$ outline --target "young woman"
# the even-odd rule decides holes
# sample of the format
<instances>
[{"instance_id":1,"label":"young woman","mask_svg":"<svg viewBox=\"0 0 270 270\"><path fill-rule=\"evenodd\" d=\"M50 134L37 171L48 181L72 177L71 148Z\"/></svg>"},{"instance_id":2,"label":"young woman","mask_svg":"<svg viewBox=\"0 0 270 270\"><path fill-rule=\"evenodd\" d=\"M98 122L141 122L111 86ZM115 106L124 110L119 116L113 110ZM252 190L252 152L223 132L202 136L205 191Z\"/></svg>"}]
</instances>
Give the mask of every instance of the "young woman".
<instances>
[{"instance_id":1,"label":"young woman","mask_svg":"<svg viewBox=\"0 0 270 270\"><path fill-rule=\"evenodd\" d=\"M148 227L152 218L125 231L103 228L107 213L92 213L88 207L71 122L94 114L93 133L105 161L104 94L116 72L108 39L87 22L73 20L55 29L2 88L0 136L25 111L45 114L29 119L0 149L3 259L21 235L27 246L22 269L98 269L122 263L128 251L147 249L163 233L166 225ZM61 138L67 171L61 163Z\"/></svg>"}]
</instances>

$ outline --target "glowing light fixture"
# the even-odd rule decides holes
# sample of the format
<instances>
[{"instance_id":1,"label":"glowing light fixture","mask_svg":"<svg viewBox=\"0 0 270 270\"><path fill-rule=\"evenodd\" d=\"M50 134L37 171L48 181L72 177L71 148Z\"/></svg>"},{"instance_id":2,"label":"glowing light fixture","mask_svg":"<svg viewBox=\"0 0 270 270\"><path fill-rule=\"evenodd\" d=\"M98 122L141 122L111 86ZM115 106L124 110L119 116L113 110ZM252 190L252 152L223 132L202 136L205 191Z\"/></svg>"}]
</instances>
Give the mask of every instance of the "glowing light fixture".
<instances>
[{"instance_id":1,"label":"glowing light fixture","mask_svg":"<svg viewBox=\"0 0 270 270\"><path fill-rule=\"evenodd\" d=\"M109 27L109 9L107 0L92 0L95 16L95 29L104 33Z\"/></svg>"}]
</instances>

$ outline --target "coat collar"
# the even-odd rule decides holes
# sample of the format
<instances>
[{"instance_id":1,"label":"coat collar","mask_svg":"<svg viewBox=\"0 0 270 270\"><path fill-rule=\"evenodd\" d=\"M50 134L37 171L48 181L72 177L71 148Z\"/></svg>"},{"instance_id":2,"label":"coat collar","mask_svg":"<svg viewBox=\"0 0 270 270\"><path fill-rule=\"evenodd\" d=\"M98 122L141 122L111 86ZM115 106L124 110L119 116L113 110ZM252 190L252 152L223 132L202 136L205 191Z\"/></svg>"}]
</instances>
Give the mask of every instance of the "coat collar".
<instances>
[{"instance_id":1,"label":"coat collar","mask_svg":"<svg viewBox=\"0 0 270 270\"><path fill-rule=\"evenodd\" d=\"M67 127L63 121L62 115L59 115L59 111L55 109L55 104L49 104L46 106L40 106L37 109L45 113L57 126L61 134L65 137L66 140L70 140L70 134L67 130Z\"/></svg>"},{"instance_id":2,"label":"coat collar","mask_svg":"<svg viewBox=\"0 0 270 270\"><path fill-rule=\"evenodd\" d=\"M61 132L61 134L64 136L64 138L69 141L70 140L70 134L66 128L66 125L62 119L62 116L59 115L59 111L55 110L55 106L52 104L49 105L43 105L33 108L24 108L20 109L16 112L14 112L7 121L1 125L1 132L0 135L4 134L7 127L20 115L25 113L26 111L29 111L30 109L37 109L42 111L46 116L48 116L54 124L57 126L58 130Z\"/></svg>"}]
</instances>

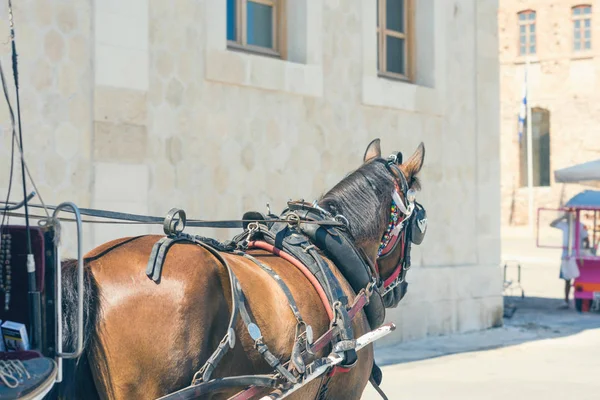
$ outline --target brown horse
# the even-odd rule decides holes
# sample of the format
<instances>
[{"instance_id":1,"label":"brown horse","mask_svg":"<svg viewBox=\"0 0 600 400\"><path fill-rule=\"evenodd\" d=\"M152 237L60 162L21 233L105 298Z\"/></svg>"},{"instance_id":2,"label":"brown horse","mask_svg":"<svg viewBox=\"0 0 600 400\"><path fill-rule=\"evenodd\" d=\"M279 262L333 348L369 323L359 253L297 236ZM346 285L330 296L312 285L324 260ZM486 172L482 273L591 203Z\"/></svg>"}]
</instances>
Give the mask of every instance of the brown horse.
<instances>
[{"instance_id":1,"label":"brown horse","mask_svg":"<svg viewBox=\"0 0 600 400\"><path fill-rule=\"evenodd\" d=\"M408 188L419 189L416 177L424 146L398 164ZM347 219L350 237L373 265L390 217L395 176L381 160L379 139L369 144L363 164L327 192L318 205ZM168 252L159 284L145 275L153 245L161 236L146 235L105 243L85 257L84 353L65 361L61 398L156 399L186 387L226 333L231 312L229 275L214 255L192 244L176 244ZM400 246L379 260L378 273L388 278L402 258ZM290 262L263 250L250 250L289 287L300 314L318 338L329 328L323 302L305 275ZM222 253L237 276L247 307L270 351L289 360L296 320L284 293L264 270L244 258ZM340 270L328 262L350 302L356 293ZM76 263L63 262L64 350L76 342ZM355 337L371 329L363 311L352 321ZM236 344L213 373L215 377L264 374L272 368L254 348L242 322L235 325ZM323 353L323 352L322 352ZM373 348L358 353L345 373L333 376L324 398L360 399L373 366ZM314 399L325 378L316 379L291 395ZM243 390L230 389L206 396L226 399ZM267 392L268 393L268 392ZM259 397L256 397L259 398Z\"/></svg>"}]
</instances>

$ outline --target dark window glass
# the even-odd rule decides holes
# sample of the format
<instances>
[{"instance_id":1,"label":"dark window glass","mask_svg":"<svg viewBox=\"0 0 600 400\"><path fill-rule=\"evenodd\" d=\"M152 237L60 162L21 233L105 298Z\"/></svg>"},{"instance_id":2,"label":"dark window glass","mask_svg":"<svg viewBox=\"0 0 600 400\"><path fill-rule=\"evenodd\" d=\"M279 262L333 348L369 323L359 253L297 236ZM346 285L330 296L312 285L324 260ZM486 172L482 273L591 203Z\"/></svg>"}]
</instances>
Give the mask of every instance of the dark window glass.
<instances>
[{"instance_id":1,"label":"dark window glass","mask_svg":"<svg viewBox=\"0 0 600 400\"><path fill-rule=\"evenodd\" d=\"M404 39L394 36L386 36L386 68L388 72L406 74Z\"/></svg>"},{"instance_id":2,"label":"dark window glass","mask_svg":"<svg viewBox=\"0 0 600 400\"><path fill-rule=\"evenodd\" d=\"M404 33L404 0L386 0L386 29Z\"/></svg>"},{"instance_id":3,"label":"dark window glass","mask_svg":"<svg viewBox=\"0 0 600 400\"><path fill-rule=\"evenodd\" d=\"M248 44L273 48L273 7L248 1Z\"/></svg>"}]
</instances>

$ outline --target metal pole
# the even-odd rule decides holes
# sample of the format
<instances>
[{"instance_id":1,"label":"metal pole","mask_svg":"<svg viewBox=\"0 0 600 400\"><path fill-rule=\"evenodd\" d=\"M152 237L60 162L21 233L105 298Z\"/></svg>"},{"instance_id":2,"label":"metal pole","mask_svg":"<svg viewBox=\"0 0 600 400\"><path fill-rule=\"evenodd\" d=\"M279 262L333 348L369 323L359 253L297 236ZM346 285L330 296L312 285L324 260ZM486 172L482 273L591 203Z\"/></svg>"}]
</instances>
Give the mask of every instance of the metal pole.
<instances>
[{"instance_id":1,"label":"metal pole","mask_svg":"<svg viewBox=\"0 0 600 400\"><path fill-rule=\"evenodd\" d=\"M41 293L37 290L36 282L36 267L33 248L31 245L31 228L29 226L29 205L27 201L27 184L25 175L25 153L23 150L23 131L21 125L21 101L19 98L19 71L17 69L17 47L15 45L15 27L12 10L12 2L8 0L8 18L10 23L10 40L12 44L12 64L13 75L15 78L15 92L17 99L17 122L19 129L19 142L21 150L21 174L23 180L23 198L25 199L25 232L27 235L27 276L29 286L29 321L30 321L30 336L31 348L40 350L42 346L42 314L41 314Z\"/></svg>"},{"instance_id":2,"label":"metal pole","mask_svg":"<svg viewBox=\"0 0 600 400\"><path fill-rule=\"evenodd\" d=\"M529 58L525 64L527 74L527 187L529 194L529 228L533 232L533 138L531 133L531 85L529 84Z\"/></svg>"}]
</instances>

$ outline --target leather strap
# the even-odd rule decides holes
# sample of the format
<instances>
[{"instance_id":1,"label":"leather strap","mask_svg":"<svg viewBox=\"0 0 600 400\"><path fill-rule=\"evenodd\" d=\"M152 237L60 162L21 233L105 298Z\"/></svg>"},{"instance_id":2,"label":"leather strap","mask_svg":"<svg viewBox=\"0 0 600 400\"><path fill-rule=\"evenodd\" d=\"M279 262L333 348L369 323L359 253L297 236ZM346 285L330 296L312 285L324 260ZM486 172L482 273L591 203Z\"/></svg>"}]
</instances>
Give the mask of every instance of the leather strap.
<instances>
[{"instance_id":1,"label":"leather strap","mask_svg":"<svg viewBox=\"0 0 600 400\"><path fill-rule=\"evenodd\" d=\"M146 267L146 275L156 283L160 283L162 275L163 264L165 263L165 257L167 252L177 242L192 242L187 236L178 237L164 237L154 244L150 258L148 259L148 265Z\"/></svg>"},{"instance_id":2,"label":"leather strap","mask_svg":"<svg viewBox=\"0 0 600 400\"><path fill-rule=\"evenodd\" d=\"M229 266L227 261L221 256L221 254L219 254L219 252L215 248L213 248L212 246L210 246L206 243L203 243L202 241L198 240L197 238L195 238L195 240L193 240L192 242L203 247L204 249L206 249L219 262L221 262L221 264L223 264L223 266L227 269L227 273L229 274L229 282L231 284L231 317L229 318L227 333L225 333L225 336L221 340L221 343L219 344L217 349L213 352L213 354L210 356L208 361L202 366L202 368L198 372L196 372L196 374L194 374L194 378L192 379L192 384L196 384L199 381L208 382L210 380L211 374L215 370L219 361L221 361L223 356L225 356L225 353L227 353L227 351L230 348L233 348L235 346L236 340L235 340L235 330L234 329L235 329L235 323L237 321L237 317L239 314L239 312L238 312L239 293L236 290L236 287L238 285L237 277L233 273L233 270L231 269L231 267ZM199 377L198 375L201 375L201 377Z\"/></svg>"},{"instance_id":3,"label":"leather strap","mask_svg":"<svg viewBox=\"0 0 600 400\"><path fill-rule=\"evenodd\" d=\"M373 379L373 375L371 375L371 377L369 378L369 382L371 382L371 385L373 385L373 388L375 388L375 390L377 391L377 393L379 393L383 400L388 400L383 390L379 387L377 382L375 382L375 379Z\"/></svg>"},{"instance_id":4,"label":"leather strap","mask_svg":"<svg viewBox=\"0 0 600 400\"><path fill-rule=\"evenodd\" d=\"M197 385L190 385L174 393L160 397L157 400L194 400L205 396L211 392L222 391L228 388L239 388L246 386L257 388L278 388L281 385L274 376L271 375L241 375L214 379L210 382L202 382ZM249 400L251 397L239 396L240 400Z\"/></svg>"},{"instance_id":5,"label":"leather strap","mask_svg":"<svg viewBox=\"0 0 600 400\"><path fill-rule=\"evenodd\" d=\"M250 317L248 309L246 308L246 296L244 295L244 291L242 290L242 286L240 285L239 281L237 281L234 285L234 290L238 292L237 299L239 302L238 305L240 308L240 314L242 315L242 320L246 325L248 334L250 335L252 340L254 340L254 347L256 348L256 350L264 358L267 364L269 364L271 368L277 370L277 372L279 372L279 374L282 377L284 377L288 382L297 383L298 379L294 375L292 375L287 369L285 369L281 364L281 361L275 355L273 355L273 353L271 353L269 347L263 340L260 328L254 323L254 321L252 321L252 317Z\"/></svg>"},{"instance_id":6,"label":"leather strap","mask_svg":"<svg viewBox=\"0 0 600 400\"><path fill-rule=\"evenodd\" d=\"M56 206L46 205L46 207L39 204L28 204L29 207L44 209L47 208L49 210L55 210ZM72 210L65 209L65 212L72 213ZM131 214L131 213L122 213L116 211L108 211L108 210L98 210L94 208L79 208L79 212L81 215L87 215L88 217L96 217L96 218L105 218L112 220L121 220L121 221L129 221L129 222L137 222L140 224L157 224L163 225L165 222L165 217L155 217L149 215L140 215L140 214ZM44 217L45 218L45 217ZM70 221L70 219L67 219ZM99 221L87 220L84 222L94 223ZM251 222L265 222L264 220L221 220L221 221L207 221L200 219L190 219L185 222L186 226L191 226L195 228L244 228L244 224L248 224ZM285 219L268 219L266 222L288 222ZM307 224L317 224L323 226L339 226L342 227L344 224L338 221L333 220L321 220L321 221L305 221Z\"/></svg>"},{"instance_id":7,"label":"leather strap","mask_svg":"<svg viewBox=\"0 0 600 400\"><path fill-rule=\"evenodd\" d=\"M257 260L255 257L252 257L248 253L236 251L235 254L241 255L242 257L247 258L248 260L252 261L254 264L258 265L267 274L269 274L269 276L271 276L271 278L273 278L273 280L279 285L279 287L283 291L283 294L285 294L285 297L287 298L287 301L288 301L288 305L290 306L290 309L292 310L294 317L296 317L296 321L298 321L298 323L304 323L304 320L302 319L302 315L300 315L300 310L298 310L298 306L296 305L296 300L294 300L294 297L292 296L292 292L290 291L290 288L285 284L285 282L281 279L281 277L277 274L277 272L273 271L271 268L269 268L268 266L266 266L265 264L263 264L262 262Z\"/></svg>"}]
</instances>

═══

--- Exercise directions ---
Find every line above that includes the word "outline" and report only how many there are.

--- Exercise response ---
7